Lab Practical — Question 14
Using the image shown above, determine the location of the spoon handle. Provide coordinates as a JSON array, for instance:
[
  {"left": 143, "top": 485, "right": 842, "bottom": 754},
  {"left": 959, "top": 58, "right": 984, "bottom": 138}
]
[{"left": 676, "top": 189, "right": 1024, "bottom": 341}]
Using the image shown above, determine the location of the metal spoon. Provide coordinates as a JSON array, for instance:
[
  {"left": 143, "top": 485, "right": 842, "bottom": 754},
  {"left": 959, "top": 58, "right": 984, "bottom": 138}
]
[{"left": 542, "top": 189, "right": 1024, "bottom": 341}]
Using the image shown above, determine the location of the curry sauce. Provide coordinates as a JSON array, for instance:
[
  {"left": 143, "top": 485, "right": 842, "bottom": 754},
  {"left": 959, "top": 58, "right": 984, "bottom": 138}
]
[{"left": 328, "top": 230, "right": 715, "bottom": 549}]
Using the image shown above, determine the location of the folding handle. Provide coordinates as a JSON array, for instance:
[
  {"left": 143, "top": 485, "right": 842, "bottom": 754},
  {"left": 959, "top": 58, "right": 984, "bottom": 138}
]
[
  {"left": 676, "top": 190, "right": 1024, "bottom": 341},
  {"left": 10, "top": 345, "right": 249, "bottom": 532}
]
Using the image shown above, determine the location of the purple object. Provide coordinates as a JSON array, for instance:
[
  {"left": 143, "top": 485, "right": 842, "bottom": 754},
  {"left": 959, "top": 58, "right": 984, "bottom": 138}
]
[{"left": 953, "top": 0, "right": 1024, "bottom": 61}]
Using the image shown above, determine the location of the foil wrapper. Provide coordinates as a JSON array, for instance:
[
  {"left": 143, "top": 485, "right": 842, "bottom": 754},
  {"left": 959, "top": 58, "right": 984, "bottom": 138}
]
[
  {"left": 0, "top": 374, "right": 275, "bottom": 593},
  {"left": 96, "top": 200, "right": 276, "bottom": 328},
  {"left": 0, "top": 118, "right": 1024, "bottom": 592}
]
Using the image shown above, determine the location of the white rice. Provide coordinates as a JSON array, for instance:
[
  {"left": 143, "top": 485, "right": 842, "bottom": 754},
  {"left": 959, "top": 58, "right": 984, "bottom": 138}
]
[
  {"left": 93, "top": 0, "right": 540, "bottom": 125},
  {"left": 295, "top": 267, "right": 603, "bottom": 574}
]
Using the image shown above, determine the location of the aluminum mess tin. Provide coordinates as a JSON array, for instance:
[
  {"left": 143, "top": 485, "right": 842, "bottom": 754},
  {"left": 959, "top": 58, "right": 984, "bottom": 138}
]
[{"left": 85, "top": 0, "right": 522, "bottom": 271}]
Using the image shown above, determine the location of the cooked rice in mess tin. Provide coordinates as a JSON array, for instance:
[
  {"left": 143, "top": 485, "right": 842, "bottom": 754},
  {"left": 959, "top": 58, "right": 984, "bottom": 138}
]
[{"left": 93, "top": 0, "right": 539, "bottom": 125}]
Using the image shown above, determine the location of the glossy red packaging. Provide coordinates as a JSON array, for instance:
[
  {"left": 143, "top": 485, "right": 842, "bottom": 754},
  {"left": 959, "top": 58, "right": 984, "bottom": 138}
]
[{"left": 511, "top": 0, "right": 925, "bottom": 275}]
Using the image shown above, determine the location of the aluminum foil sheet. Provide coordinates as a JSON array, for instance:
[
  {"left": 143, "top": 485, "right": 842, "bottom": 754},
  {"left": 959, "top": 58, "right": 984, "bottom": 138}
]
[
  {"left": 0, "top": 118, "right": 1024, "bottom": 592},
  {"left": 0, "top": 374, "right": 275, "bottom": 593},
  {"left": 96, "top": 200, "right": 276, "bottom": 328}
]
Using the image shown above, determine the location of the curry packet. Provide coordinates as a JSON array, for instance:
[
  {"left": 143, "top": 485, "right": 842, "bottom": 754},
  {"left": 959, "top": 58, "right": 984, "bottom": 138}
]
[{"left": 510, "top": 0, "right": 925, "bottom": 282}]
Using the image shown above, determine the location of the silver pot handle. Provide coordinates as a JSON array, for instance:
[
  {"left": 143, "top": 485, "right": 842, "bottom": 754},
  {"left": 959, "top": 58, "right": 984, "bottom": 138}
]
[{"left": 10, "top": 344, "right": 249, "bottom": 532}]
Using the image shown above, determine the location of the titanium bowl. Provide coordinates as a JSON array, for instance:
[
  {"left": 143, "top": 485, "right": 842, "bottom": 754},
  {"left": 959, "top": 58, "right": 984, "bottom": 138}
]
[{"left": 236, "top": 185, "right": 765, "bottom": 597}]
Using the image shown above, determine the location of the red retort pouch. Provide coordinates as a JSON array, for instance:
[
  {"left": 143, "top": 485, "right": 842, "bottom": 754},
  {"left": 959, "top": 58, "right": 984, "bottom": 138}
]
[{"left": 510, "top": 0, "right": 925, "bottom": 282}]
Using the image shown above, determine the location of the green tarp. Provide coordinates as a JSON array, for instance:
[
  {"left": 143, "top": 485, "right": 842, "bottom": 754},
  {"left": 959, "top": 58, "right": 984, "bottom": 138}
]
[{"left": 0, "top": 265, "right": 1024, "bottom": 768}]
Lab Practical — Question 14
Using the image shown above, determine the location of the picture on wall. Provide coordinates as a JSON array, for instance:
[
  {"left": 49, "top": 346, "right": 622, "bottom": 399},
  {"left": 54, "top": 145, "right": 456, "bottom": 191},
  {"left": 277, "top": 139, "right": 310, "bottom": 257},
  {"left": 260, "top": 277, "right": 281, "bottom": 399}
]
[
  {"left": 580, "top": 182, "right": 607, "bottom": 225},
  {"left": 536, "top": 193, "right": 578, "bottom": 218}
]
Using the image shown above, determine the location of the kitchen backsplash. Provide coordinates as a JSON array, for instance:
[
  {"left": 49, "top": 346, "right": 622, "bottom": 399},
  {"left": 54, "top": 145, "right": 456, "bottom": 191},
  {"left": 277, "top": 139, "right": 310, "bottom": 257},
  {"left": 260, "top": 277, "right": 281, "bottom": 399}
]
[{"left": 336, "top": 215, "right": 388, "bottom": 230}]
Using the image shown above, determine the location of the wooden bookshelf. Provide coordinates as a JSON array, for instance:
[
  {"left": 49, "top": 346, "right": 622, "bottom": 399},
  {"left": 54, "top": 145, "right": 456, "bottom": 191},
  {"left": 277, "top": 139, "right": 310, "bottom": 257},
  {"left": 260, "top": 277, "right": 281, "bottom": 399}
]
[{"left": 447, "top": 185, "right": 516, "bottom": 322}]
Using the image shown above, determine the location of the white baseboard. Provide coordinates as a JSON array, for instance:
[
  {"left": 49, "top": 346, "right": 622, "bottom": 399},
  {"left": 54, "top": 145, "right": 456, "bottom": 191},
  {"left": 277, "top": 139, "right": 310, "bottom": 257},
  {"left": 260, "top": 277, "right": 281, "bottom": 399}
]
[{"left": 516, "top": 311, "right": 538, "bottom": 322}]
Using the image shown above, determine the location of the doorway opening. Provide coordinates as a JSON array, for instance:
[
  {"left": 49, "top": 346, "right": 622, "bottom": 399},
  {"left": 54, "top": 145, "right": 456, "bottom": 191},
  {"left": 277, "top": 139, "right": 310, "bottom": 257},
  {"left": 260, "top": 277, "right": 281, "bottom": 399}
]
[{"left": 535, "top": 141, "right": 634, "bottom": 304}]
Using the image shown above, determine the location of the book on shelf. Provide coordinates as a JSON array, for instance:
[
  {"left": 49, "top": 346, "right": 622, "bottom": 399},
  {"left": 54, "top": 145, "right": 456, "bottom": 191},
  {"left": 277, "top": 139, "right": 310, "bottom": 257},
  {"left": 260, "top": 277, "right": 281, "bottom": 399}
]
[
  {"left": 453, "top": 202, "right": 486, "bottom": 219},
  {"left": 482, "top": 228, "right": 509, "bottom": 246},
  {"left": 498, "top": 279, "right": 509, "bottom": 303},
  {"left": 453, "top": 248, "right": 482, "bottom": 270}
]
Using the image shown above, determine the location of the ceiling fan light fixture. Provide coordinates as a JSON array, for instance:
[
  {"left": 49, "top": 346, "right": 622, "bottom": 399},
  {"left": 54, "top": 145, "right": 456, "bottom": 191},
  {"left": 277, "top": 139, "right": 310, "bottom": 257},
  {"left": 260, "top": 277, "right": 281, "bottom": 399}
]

-- Written instruction --
Convert the lines of the items into a numbered list, from the line containing "of the doorway" through the last line of the items, both included, and leave out any blank lines.

-- Full output --
1. Using the image shown above, determine the location of the doorway opening. Provide coordinates as a JSON array, for instance:
2. [
3.   {"left": 49, "top": 346, "right": 622, "bottom": 399},
4.   {"left": 54, "top": 145, "right": 456, "bottom": 191},
5.   {"left": 277, "top": 139, "right": 310, "bottom": 257},
6.   {"left": 260, "top": 277, "right": 281, "bottom": 399}
7. ]
8. [{"left": 535, "top": 141, "right": 634, "bottom": 304}]
9. Using the image shown above, determine the location of the book on shelf. Provide coordinates as a JSON array, for instance:
10. [
11.   {"left": 49, "top": 346, "right": 622, "bottom": 399},
12.   {"left": 54, "top": 145, "right": 456, "bottom": 191},
13.   {"left": 277, "top": 139, "right": 310, "bottom": 257},
14.   {"left": 260, "top": 277, "right": 281, "bottom": 399}
15. ]
16. [
17.   {"left": 453, "top": 202, "right": 486, "bottom": 219},
18.   {"left": 482, "top": 228, "right": 509, "bottom": 246},
19.   {"left": 498, "top": 279, "right": 509, "bottom": 303},
20.   {"left": 453, "top": 248, "right": 482, "bottom": 270}
21. ]
22. Using the image shown above, determine the location of the ceiling fan light fixture. Provide coordinates as a JSON array, for instance:
23. [
24.   {"left": 49, "top": 346, "right": 622, "bottom": 399},
25.   {"left": 54, "top": 145, "right": 456, "bottom": 191},
26.   {"left": 277, "top": 139, "right": 310, "bottom": 257},
27.   {"left": 260, "top": 277, "right": 281, "bottom": 399}
28. ]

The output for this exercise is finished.